Reproduce verbatim the records below, starting at their first line and ending at the line that contains "pixel 433 412", with both of those lines included.

* BEGIN GIVEN ENTRIES *

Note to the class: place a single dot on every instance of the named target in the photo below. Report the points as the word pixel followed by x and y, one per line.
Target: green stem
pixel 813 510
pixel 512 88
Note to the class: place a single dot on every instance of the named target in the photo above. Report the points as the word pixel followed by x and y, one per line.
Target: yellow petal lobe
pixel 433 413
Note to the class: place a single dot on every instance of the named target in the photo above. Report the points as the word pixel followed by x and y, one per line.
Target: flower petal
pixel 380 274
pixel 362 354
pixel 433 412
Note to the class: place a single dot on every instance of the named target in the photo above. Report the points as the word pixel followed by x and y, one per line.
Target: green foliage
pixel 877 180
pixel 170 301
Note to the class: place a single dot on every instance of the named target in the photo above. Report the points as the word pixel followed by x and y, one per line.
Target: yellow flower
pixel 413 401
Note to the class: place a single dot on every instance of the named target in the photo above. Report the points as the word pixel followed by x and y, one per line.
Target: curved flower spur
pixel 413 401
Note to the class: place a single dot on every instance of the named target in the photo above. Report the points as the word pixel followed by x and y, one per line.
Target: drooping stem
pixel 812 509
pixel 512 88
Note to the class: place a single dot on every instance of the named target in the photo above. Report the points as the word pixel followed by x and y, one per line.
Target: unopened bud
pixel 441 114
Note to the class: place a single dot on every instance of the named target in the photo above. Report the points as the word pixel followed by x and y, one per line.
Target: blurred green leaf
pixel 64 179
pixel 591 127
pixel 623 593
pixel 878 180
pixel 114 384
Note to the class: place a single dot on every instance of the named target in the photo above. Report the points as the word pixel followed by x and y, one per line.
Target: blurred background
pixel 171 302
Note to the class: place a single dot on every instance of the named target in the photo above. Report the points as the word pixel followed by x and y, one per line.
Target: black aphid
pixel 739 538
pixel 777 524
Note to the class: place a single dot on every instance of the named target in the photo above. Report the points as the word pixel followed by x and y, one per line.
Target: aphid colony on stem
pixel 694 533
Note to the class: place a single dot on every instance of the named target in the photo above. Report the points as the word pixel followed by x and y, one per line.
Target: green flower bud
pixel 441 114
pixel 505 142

* END GIVEN ENTRIES *

> _EXERCISE RESULT_
Note to the class: place a single dot on every instance of the named target in the photo below. Report the points as the word pixel followed by x and y, one per line.
Target: green stem
pixel 813 510
pixel 512 88
Note to the class: place a single dot on every instance of the named target in the photo above. Report the points as the word pixel followed by x and y, one per line.
Target: yellow petal lobe
pixel 433 413
Note to the class: place a single dot on every instance of the named target in the photo above. Report the points as the word pixel followed by x and y, one per line.
Target: flower petal
pixel 380 274
pixel 362 354
pixel 433 412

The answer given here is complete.